● Supplied records:
-----

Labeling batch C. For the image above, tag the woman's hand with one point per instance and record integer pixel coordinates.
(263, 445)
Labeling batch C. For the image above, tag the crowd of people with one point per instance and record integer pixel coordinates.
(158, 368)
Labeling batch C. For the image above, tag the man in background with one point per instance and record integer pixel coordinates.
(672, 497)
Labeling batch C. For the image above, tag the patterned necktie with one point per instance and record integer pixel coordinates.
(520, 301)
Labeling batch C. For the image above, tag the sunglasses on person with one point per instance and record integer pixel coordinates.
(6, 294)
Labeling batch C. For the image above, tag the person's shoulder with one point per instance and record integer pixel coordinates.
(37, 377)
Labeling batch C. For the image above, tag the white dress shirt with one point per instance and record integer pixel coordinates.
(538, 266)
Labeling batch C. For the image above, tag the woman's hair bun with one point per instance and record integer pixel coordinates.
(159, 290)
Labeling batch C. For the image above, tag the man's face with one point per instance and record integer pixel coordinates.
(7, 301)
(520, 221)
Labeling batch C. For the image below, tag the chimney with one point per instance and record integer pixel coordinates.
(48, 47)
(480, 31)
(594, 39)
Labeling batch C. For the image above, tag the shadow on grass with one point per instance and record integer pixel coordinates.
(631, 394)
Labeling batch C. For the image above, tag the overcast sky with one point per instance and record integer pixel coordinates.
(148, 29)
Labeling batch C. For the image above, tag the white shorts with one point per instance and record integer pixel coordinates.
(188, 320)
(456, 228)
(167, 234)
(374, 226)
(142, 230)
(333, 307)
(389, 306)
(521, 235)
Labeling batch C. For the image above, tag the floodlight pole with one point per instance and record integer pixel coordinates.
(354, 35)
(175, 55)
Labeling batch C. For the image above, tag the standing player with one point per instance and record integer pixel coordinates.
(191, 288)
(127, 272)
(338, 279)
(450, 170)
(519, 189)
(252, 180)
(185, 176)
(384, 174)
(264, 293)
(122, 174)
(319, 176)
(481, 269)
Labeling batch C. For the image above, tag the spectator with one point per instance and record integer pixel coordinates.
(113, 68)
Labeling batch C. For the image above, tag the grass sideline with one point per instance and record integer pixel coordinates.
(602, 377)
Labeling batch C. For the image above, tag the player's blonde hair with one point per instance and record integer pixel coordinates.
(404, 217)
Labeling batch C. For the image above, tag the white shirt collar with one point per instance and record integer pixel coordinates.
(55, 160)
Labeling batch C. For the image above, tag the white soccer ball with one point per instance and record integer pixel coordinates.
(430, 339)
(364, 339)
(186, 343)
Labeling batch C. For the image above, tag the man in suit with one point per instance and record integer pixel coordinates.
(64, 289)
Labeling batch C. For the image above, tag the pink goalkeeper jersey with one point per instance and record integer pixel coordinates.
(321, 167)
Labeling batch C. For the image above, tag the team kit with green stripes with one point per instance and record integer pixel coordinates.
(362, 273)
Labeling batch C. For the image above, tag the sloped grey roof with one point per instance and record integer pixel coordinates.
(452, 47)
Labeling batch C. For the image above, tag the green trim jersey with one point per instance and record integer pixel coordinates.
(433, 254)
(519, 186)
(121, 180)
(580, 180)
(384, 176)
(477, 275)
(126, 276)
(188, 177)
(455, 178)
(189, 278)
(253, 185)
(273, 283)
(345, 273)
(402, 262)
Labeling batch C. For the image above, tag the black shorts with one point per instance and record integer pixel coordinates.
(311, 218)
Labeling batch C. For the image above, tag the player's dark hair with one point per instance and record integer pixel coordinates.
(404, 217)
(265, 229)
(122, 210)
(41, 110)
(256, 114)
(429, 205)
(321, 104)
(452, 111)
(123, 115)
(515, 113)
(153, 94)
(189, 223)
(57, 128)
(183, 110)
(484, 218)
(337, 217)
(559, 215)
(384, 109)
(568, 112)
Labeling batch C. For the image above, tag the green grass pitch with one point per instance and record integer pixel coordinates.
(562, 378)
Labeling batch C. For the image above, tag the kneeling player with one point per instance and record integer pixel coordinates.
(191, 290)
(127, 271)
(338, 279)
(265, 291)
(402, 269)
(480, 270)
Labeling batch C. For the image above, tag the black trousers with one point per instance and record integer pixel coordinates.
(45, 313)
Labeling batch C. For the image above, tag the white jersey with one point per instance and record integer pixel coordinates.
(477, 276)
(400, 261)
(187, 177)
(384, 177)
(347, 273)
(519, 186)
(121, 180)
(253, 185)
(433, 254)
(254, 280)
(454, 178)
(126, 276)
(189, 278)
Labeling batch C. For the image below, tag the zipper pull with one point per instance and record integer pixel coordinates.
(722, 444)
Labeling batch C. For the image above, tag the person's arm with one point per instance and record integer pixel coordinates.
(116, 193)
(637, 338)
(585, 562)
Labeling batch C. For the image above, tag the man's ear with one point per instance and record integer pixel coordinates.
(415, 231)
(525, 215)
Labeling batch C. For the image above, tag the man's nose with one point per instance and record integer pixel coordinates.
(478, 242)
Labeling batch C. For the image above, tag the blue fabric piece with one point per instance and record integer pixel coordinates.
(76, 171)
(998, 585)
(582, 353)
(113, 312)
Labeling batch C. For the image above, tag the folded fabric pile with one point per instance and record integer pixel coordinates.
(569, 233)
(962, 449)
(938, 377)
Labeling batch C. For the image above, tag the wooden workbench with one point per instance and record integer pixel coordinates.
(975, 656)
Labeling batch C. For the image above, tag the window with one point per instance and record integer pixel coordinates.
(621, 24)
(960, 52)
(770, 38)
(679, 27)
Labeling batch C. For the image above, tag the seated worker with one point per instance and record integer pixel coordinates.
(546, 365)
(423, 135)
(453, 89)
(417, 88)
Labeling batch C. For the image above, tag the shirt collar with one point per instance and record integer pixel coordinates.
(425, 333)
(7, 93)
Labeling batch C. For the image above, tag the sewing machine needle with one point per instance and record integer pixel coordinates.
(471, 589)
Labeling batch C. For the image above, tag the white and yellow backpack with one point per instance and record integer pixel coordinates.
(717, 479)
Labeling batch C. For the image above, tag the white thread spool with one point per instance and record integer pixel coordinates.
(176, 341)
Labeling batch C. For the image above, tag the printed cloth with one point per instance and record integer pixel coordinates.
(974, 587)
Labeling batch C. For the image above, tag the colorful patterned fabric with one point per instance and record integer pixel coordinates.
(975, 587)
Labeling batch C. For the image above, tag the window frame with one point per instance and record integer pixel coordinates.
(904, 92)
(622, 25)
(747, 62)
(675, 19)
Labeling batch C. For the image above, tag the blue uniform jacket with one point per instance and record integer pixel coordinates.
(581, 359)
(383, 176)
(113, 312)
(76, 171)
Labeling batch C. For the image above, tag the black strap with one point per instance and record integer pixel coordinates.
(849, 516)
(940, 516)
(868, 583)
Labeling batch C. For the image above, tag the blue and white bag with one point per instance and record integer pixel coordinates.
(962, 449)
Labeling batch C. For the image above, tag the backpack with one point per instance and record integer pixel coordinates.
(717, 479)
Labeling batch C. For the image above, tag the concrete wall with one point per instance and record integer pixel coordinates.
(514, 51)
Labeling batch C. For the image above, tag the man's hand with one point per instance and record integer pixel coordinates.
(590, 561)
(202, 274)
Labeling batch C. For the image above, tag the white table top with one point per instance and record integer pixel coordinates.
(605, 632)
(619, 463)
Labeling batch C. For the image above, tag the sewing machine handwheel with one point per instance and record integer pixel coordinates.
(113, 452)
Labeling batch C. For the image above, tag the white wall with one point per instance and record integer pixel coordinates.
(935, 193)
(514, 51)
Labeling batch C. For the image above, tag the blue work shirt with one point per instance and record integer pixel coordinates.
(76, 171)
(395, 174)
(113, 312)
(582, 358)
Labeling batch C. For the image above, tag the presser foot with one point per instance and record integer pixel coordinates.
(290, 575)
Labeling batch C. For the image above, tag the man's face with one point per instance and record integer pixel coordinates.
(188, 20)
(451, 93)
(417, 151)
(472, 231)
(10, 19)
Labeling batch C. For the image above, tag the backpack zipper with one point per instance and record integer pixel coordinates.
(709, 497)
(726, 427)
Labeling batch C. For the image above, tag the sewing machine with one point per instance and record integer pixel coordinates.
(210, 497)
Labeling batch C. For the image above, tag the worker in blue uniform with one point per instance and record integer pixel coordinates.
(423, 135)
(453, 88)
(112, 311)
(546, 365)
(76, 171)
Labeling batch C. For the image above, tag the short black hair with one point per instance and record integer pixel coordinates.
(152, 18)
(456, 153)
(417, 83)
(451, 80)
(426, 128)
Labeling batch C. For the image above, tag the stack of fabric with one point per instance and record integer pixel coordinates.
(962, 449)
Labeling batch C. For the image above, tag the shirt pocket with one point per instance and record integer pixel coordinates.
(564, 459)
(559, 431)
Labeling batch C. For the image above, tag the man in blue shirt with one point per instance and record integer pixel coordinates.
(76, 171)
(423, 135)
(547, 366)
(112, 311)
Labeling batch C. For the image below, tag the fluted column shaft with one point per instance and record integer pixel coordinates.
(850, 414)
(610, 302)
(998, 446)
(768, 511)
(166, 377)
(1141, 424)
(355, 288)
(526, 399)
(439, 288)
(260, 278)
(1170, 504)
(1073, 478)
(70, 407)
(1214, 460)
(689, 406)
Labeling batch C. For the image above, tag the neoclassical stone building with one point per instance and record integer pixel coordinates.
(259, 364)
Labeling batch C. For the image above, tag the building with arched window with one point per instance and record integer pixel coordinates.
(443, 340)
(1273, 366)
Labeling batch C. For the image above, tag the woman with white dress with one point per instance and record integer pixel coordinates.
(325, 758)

-----

Beginning with the line that contains "Labeling batch C. For the image above, tag the building", restate word for word each line through the last one in the data, and write nothing more.

● Solution to the problem:
Labeling batch C. For the image above, tag the building with arched window with one point per instance and record integer pixel coordinates.
(443, 340)
(1273, 366)
Labeling batch C. For the image above, tag the woman with white dress with one point per instance and record integer pixel coordinates.
(325, 758)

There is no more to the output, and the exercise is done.